DATA RECORDS →
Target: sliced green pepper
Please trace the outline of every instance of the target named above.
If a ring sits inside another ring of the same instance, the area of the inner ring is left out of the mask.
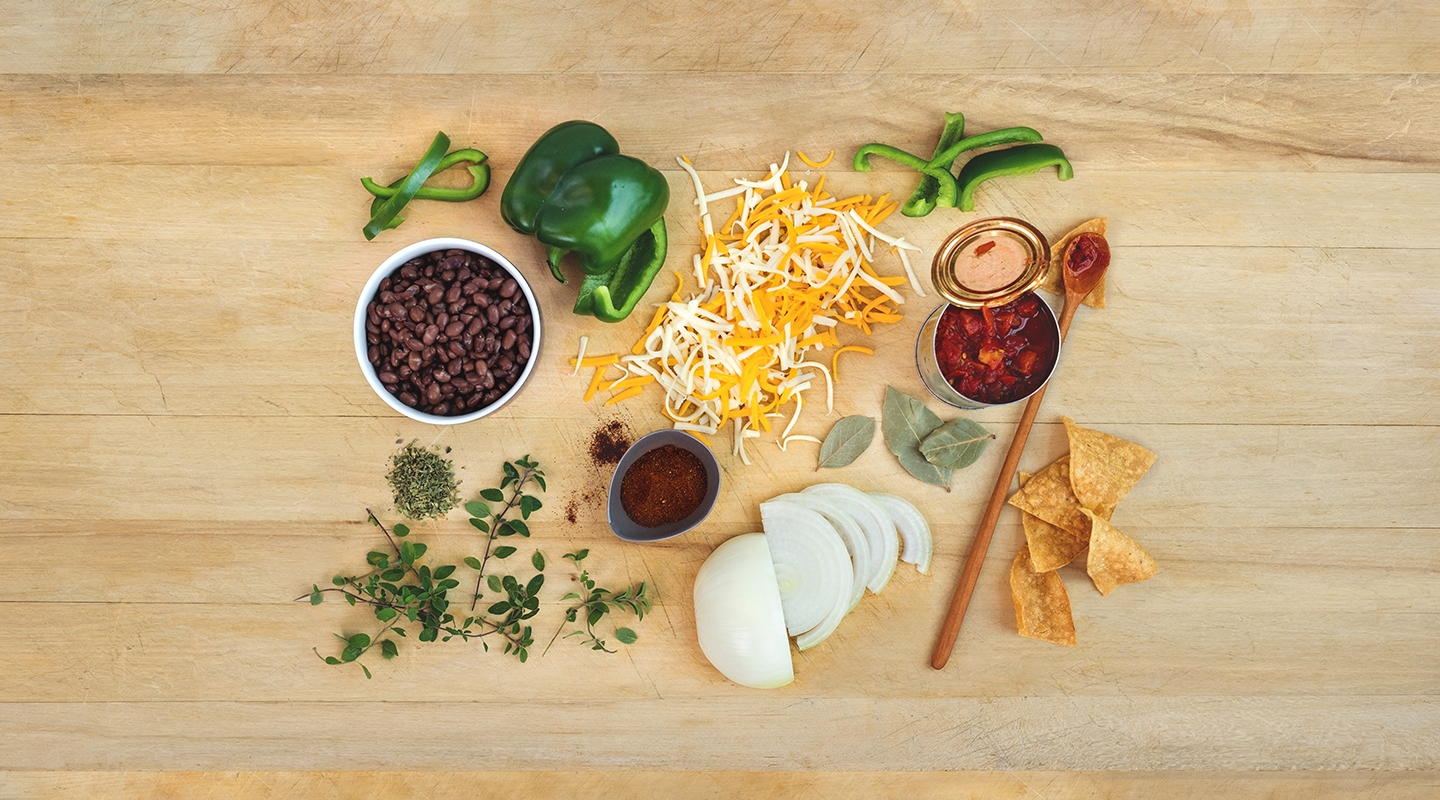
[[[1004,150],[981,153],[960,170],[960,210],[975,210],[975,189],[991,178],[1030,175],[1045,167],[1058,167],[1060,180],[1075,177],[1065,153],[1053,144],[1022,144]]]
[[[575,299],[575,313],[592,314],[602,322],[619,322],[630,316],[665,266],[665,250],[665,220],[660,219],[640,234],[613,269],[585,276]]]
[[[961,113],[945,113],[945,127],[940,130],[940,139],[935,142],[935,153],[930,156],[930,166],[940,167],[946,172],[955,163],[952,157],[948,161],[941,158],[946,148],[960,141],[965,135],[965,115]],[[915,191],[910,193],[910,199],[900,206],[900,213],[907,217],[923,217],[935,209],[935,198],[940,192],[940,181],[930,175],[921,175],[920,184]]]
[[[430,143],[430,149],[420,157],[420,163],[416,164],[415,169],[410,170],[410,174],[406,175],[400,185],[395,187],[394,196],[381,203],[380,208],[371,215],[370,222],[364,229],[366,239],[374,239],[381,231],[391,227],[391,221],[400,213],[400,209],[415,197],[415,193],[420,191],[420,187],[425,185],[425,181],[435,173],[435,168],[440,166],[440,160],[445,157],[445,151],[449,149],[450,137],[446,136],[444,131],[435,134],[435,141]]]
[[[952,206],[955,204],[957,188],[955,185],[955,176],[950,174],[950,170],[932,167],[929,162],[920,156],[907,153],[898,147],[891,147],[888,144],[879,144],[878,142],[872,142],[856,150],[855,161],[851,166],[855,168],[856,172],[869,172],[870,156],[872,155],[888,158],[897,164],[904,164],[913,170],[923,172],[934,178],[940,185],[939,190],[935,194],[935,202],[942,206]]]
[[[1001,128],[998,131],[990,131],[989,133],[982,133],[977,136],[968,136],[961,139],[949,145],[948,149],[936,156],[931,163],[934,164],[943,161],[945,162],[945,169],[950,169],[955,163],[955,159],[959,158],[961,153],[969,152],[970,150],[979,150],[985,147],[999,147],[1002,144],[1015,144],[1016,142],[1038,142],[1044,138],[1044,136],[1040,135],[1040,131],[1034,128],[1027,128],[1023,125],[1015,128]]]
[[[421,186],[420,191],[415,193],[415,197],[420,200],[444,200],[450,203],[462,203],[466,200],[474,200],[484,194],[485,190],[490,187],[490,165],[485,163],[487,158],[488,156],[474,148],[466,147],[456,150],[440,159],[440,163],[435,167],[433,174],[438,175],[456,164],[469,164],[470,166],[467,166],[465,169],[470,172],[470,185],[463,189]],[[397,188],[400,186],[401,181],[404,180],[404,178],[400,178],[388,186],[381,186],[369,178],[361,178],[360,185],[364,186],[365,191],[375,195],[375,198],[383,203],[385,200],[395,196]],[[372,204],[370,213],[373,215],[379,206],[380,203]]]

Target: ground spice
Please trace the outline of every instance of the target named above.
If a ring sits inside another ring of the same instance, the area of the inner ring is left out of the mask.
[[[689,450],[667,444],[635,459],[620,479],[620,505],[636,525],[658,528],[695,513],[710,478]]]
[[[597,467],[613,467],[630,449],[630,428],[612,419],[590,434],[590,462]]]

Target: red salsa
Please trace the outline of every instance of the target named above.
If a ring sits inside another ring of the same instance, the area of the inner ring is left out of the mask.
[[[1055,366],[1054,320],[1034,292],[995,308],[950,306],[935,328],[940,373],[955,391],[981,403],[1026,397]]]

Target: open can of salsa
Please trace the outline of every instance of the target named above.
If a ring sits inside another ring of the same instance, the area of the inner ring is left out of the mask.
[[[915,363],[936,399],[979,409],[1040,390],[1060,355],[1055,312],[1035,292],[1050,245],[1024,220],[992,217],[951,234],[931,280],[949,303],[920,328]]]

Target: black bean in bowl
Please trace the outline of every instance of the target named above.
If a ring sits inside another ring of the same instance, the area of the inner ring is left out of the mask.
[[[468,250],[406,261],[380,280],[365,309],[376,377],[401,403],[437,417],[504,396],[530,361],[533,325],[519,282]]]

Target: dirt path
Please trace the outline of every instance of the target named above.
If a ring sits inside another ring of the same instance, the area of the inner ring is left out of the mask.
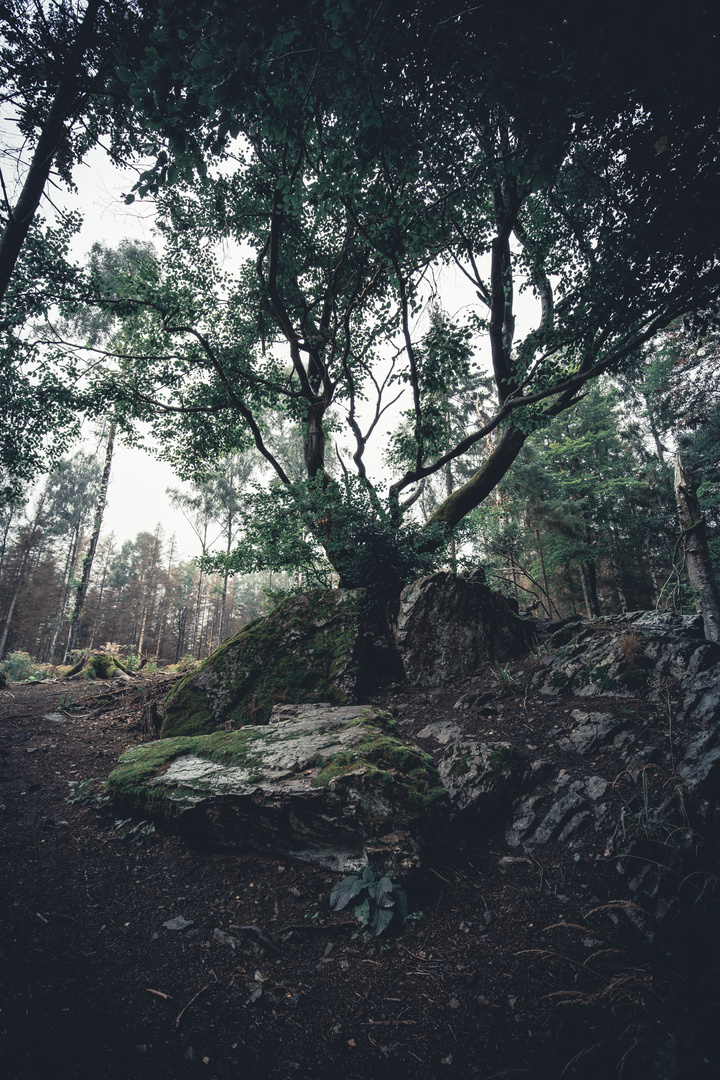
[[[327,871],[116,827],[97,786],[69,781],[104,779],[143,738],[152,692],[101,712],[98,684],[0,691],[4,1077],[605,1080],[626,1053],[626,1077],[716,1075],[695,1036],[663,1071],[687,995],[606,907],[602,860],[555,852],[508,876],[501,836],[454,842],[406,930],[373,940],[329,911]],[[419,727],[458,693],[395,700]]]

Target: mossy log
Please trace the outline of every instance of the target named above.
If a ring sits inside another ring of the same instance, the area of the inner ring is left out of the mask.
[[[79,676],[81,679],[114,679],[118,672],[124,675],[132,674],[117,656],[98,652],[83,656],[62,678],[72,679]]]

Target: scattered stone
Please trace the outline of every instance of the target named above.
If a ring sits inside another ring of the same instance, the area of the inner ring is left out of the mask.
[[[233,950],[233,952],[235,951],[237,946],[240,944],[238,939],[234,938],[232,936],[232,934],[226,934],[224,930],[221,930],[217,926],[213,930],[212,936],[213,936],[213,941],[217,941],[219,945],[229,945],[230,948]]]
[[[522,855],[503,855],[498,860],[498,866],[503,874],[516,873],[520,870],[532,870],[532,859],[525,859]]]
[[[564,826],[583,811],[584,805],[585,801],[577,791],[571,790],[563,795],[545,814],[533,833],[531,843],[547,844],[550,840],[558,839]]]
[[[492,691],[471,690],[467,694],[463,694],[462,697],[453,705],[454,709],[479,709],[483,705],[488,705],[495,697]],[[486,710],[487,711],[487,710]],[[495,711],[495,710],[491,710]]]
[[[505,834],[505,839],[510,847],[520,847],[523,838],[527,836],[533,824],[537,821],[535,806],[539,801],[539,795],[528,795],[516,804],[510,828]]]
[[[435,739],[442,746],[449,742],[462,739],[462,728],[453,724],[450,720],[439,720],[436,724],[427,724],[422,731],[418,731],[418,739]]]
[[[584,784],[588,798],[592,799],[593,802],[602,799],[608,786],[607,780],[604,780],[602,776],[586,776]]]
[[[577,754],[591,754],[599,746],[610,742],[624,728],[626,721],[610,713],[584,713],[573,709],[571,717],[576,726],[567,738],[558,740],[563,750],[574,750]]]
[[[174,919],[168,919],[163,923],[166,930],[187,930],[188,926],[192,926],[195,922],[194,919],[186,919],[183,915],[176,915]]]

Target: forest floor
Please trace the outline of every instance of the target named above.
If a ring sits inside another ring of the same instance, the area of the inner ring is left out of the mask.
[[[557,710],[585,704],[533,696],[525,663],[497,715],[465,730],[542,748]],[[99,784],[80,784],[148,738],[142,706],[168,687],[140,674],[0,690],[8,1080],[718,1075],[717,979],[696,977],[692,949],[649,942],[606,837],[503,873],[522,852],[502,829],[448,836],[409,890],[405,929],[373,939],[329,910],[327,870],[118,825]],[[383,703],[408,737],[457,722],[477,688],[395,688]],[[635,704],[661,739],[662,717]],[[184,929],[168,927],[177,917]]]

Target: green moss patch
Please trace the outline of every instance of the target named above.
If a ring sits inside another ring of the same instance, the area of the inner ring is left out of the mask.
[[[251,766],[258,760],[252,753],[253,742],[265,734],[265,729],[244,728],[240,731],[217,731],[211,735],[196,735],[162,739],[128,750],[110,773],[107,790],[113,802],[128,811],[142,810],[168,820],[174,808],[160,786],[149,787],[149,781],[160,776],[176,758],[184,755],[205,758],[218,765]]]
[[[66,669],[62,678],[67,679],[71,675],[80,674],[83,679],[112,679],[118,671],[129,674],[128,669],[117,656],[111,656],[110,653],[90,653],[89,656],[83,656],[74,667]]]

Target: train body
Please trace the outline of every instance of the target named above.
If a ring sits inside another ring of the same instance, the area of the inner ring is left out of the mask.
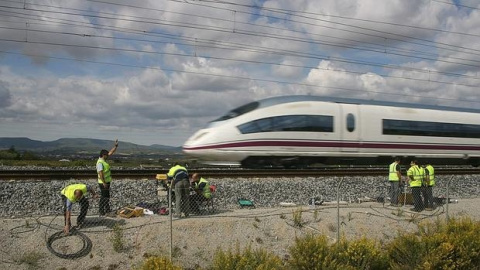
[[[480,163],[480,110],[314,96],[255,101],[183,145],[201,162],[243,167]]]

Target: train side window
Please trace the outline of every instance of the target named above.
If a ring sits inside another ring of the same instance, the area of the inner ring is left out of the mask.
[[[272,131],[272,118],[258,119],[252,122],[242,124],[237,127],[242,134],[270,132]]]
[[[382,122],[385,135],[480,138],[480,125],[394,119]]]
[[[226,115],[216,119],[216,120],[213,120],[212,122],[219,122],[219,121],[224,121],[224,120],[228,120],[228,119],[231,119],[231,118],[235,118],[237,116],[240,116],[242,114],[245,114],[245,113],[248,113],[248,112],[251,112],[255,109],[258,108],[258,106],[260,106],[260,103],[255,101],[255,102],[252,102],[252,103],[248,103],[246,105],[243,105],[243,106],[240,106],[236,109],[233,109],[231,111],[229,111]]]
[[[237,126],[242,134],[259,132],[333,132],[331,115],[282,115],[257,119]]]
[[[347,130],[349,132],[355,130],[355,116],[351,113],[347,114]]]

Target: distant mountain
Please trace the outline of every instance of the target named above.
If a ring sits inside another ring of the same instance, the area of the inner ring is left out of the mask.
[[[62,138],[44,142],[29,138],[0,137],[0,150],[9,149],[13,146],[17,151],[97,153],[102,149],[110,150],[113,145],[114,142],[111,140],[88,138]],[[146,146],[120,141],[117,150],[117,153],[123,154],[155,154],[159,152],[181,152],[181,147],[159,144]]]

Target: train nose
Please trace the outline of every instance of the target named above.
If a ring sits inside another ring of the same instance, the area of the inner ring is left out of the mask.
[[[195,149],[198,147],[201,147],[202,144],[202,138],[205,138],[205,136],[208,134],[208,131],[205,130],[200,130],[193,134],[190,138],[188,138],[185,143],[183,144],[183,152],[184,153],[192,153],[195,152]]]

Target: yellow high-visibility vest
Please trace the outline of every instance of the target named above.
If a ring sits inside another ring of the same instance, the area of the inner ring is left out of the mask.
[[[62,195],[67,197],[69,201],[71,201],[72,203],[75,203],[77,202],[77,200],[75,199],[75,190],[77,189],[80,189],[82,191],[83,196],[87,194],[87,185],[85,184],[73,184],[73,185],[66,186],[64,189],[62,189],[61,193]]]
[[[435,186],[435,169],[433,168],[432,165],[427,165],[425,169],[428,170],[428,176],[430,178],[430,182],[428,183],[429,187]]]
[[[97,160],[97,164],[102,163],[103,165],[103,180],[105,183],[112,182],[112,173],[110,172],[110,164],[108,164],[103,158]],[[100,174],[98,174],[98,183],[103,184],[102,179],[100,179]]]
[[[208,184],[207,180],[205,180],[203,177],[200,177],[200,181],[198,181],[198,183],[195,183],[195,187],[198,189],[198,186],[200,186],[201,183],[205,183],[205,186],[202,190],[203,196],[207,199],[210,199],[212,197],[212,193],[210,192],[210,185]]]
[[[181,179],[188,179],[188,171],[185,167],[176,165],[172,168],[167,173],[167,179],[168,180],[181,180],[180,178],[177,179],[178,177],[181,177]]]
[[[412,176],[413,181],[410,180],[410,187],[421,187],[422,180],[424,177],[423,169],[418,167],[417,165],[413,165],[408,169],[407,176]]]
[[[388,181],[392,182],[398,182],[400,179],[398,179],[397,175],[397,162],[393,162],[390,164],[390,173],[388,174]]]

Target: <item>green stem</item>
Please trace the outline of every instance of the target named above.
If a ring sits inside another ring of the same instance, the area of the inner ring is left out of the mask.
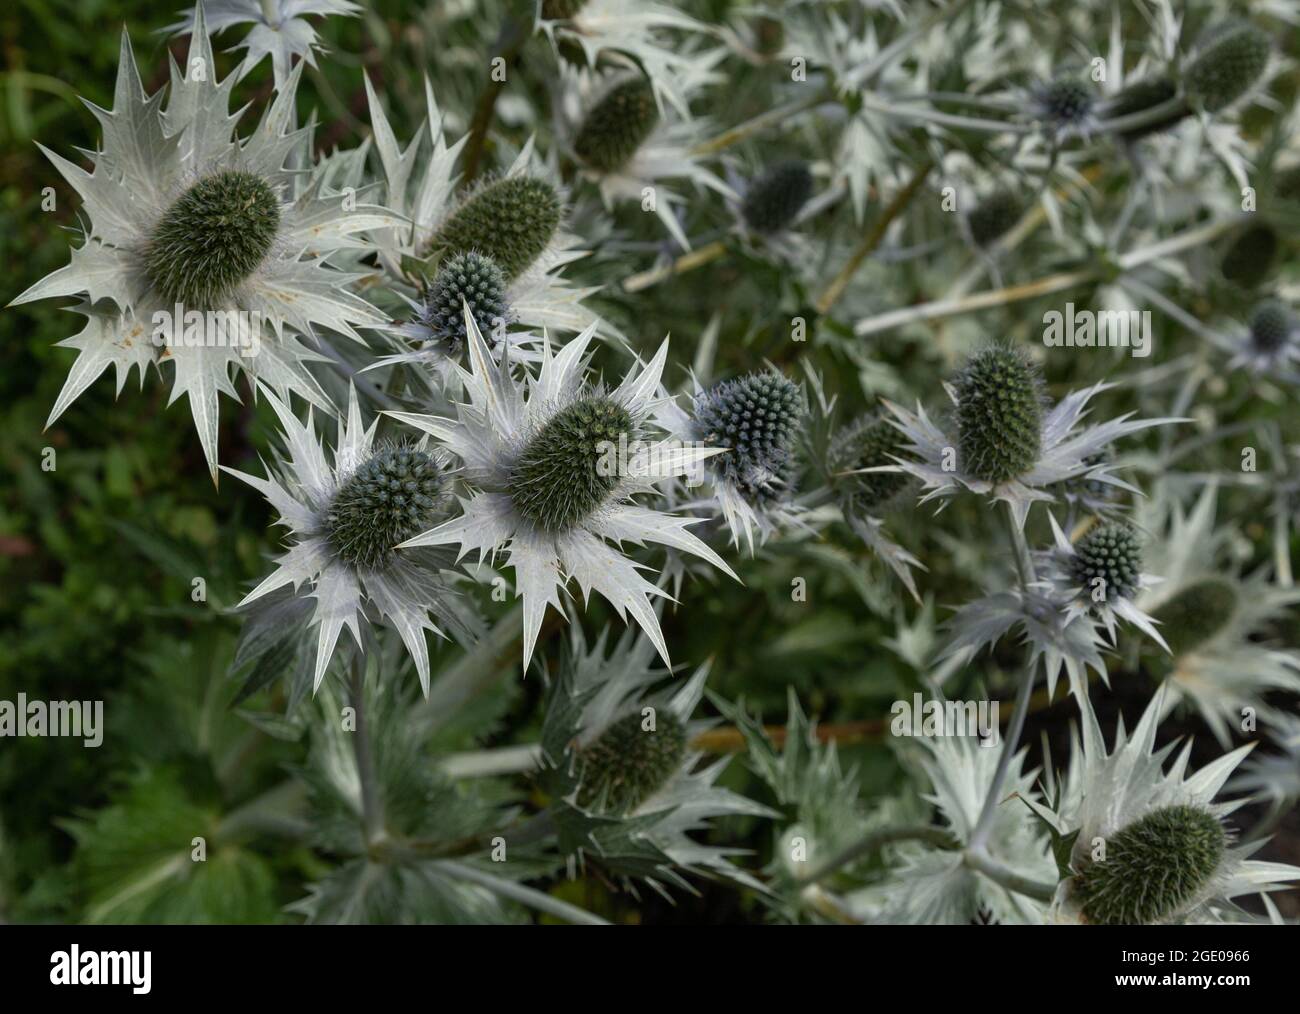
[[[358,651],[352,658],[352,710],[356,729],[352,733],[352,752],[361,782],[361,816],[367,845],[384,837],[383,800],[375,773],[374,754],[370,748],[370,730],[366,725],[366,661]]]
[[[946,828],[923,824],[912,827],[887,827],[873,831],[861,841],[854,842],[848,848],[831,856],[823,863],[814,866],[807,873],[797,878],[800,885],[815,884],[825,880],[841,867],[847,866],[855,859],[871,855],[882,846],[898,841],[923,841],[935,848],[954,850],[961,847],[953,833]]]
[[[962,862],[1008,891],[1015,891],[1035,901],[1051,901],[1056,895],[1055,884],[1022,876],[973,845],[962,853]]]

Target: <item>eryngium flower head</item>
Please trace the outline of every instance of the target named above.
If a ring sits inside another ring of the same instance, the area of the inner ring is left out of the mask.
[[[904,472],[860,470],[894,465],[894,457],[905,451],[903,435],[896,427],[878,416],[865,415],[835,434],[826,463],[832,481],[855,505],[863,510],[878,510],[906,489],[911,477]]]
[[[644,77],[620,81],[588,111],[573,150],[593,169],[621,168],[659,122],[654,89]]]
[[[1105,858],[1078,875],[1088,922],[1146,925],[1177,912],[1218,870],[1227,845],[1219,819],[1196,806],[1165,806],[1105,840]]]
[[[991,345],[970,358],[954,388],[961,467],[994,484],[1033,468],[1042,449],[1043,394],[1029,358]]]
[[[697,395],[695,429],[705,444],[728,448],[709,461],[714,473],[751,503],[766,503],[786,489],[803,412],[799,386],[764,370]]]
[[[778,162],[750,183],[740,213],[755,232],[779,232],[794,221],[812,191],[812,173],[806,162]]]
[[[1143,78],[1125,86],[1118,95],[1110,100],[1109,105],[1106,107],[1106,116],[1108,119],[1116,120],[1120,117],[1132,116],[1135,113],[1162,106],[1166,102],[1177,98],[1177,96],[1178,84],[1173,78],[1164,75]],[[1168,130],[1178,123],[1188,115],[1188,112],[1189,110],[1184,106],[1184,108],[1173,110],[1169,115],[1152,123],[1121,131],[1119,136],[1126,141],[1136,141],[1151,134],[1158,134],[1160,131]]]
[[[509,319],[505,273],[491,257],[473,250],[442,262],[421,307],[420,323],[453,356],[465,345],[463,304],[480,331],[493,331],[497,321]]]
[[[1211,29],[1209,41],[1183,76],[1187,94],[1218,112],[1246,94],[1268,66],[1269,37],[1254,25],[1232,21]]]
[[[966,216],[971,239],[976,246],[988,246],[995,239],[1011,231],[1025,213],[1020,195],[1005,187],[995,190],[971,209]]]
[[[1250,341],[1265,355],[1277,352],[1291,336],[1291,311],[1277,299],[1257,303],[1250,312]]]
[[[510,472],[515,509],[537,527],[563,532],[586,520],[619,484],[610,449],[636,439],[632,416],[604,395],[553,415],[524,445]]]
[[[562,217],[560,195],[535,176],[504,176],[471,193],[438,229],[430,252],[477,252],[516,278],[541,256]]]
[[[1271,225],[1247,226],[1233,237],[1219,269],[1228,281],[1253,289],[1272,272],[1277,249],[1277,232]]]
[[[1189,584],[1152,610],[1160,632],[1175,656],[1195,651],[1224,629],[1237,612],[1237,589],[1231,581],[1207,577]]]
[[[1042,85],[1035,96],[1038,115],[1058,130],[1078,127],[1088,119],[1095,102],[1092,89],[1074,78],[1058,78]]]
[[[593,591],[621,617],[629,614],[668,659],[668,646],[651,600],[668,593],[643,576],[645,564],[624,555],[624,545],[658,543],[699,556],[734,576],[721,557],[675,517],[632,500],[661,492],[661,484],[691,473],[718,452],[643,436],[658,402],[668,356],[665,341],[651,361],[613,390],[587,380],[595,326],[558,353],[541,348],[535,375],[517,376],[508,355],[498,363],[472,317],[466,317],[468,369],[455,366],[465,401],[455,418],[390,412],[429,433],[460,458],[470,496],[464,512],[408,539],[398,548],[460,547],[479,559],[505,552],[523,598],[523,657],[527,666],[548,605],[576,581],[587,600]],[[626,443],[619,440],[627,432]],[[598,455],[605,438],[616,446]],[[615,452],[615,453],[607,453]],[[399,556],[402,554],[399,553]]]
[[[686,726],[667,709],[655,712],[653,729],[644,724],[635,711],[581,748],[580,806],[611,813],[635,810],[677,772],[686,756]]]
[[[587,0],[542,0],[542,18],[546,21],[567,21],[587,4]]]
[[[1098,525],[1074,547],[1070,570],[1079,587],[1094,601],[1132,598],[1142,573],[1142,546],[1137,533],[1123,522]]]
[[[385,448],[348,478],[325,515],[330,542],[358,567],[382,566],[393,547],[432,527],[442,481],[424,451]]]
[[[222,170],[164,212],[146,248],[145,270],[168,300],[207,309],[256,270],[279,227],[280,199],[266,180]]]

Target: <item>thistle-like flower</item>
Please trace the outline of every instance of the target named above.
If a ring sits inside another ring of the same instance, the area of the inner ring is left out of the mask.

WHAT TO DO → Go through the material above and state how many lines hold the word "green". Give only the number.

RESULT OF THE TASK → 3